WHAT THIS TASK INVOLVES —
List every line in the records below that contains the word "hillside", copying each line in full.

____________

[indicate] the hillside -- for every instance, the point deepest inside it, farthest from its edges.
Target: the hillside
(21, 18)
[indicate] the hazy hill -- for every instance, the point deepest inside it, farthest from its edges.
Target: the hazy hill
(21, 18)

____________

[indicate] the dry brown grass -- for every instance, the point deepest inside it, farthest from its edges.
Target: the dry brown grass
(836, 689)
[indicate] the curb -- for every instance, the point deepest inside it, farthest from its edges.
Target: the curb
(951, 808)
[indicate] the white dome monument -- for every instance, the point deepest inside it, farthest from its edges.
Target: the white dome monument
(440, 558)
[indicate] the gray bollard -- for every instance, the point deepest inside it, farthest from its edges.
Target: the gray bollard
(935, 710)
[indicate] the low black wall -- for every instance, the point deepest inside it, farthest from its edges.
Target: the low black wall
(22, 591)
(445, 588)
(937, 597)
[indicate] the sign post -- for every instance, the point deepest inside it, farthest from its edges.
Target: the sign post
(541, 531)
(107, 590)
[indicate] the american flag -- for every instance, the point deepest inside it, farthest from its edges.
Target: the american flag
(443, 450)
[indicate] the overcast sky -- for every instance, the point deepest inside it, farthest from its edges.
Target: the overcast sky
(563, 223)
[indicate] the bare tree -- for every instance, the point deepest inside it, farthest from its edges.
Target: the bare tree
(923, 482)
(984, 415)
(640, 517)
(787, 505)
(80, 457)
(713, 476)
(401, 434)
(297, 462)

____________

ANSWER IN FULL —
[indicate] the hillside -- for every instance, the point deepest inside it, farthest from its edges.
Target: the hillside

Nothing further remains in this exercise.